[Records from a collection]
========================
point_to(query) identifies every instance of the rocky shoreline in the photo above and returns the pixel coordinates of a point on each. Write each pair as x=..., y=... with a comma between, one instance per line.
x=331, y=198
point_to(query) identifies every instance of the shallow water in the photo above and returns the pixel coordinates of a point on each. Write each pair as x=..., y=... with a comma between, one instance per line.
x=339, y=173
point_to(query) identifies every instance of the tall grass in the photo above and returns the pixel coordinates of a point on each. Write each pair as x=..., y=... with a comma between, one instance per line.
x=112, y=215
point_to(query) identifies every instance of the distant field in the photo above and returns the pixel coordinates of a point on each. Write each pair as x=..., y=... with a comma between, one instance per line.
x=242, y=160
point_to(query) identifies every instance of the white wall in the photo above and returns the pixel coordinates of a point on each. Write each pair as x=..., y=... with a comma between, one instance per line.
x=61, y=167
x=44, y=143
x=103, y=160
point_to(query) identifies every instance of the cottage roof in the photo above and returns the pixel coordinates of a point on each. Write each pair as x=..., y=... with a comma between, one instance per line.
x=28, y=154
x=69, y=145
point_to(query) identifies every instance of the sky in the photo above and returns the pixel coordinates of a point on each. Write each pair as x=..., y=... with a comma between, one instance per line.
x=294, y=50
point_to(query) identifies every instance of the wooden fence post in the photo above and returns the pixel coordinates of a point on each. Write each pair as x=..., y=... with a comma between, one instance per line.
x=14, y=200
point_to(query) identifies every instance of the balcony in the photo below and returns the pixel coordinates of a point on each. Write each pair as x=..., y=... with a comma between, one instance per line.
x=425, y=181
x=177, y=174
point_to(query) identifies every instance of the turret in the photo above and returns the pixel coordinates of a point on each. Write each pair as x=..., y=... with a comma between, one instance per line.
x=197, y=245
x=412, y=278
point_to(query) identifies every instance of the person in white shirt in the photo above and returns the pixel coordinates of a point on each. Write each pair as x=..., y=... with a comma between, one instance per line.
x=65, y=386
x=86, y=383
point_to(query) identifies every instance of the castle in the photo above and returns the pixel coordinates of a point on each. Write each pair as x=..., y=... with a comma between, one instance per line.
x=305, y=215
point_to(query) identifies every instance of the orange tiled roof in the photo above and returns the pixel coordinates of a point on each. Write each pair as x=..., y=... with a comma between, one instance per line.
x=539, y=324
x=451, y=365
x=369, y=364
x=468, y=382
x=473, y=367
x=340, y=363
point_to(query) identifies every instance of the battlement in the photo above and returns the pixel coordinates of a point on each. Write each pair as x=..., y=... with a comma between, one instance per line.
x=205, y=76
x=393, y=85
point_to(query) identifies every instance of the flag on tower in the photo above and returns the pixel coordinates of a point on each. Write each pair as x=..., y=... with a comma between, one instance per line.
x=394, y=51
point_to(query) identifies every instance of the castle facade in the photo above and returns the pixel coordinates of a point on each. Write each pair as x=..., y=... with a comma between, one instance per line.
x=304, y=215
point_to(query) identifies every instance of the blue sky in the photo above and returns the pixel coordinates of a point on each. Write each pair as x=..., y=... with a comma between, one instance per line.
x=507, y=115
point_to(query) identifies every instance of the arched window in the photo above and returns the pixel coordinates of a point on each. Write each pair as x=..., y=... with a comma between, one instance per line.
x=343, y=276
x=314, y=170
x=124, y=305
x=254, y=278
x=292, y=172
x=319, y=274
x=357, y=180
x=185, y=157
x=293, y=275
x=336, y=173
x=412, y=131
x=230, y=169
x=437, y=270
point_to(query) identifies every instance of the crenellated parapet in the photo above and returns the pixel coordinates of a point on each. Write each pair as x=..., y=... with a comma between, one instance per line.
========================
§ SET TASK: Change "identifies" to "locates" throughout the material and leave everything else unchanged.

§ TASK RESULT:
point_to(query) locates every instance of the rocky shoreline in the photo above and returns the pixel coordinates of a point on each. Write each pair as x=..., y=... with a comma between, one instance per line.
x=331, y=198
point_to(query) locates every instance of the shallow water in the photo above and returns the pixel coordinates of a point on each. Write each pair as x=..., y=... with a comma between, one instance per line.
x=339, y=173
point_to(query) locates every instance of the tall grass in the photo above and returns the pixel coordinates of a point on each. Write each pair as x=..., y=... with a comma between, one instance per line.
x=112, y=215
point_to(query) locates every instance of the distant field in the photo above and returns the pixel coordinates of a point on each. Write each pair as x=..., y=... with a comma between, one instance per line.
x=242, y=160
point_to(query) locates every instance of the white wall in the photo above and returns the pixel coordinates of a point on each. Write each pair as x=..., y=... with a comma between, one instance per line.
x=61, y=167
x=44, y=143
x=103, y=160
point_to(query) locates every instance of the cottage roof in the photo above and returns the pixel coordinates of a point on each. Write each pair as x=..., y=... with a comma between, one instance per line.
x=28, y=154
x=69, y=145
point_to(query) locates every instance of the sky in the photo above and returns the pixel coordinates of a point on each. Write each pair as x=..., y=... with a comma between, one instance per line.
x=294, y=50
point_to(query) locates every instance of the wooden fence post in the photo above and returns the pixel coordinates of a point on each. Write each pair as x=..., y=... with a comma between, one instance per line.
x=14, y=200
point_to(query) locates every instance of the balcony in the photo below and returns the pixel coordinates of a point on each. Write each pair as x=..., y=... with a comma between, one instance per line.
x=425, y=181
x=177, y=174
point_to(query) locates every instance of the turret in the photo above and returns the pixel coordinates of a point on each. Write each pair as x=..., y=... with a comma between, one instance per line.
x=197, y=245
x=412, y=278
point_to(query) locates every instance of the person in white shirt in the photo above and returns the pixel coordinates of a point on each. Write each pair as x=..., y=... with a comma between, one instance per line.
x=65, y=386
x=86, y=383
point_to(query) locates every instance of the castle in the photo above and returns the pixel coordinates of a point on each. Write each pair as x=..., y=... with a comma between, one instance per line.
x=305, y=215
point_to(query) locates every instance of the orange tiled roof in the photo above and returns the pixel coordinates of a point on each. Write each pair as x=..., y=... with a comma between, one instance per line.
x=539, y=324
x=451, y=365
x=369, y=364
x=468, y=382
x=473, y=367
x=340, y=363
point_to(query) locates every instance of the battlement in the photo above and returns the pixel coordinates of a point on each. Write each pair as x=..., y=... with a comma between, one instance per line.
x=205, y=76
x=393, y=85
point_to(query) locates every instance of the flag on tower in the photo above and returns the pixel coordinates of a point on each. Write each pair as x=..., y=... with a comma between, one instance per line.
x=394, y=51
point_to(query) locates every instance of the castle facade in the photo above and returns the pixel coordinates of a point on each. Write each pair as x=..., y=... with a comma between, one instance per line.
x=304, y=215
point_to(query) locates every instance of the blue sky in the photo above and returns the pixel coordinates of a point on each. Write each pair as x=..., y=... with a comma between, one instance per line.
x=507, y=115
point_to(query) locates every instance of the arched window in the photo above and returns the pixel coordinates of a point on each. Write each pair as x=..., y=... with a comma between, one instance per line.
x=343, y=276
x=314, y=170
x=124, y=305
x=254, y=278
x=292, y=172
x=319, y=274
x=357, y=180
x=185, y=157
x=293, y=275
x=336, y=173
x=412, y=131
x=230, y=169
x=437, y=270
point_to(query) locates every instance of the crenellated parapet in the photo above and returns the pixel coordinates of a point on each. Write each pair as x=..., y=... with a comma between, one instance per line.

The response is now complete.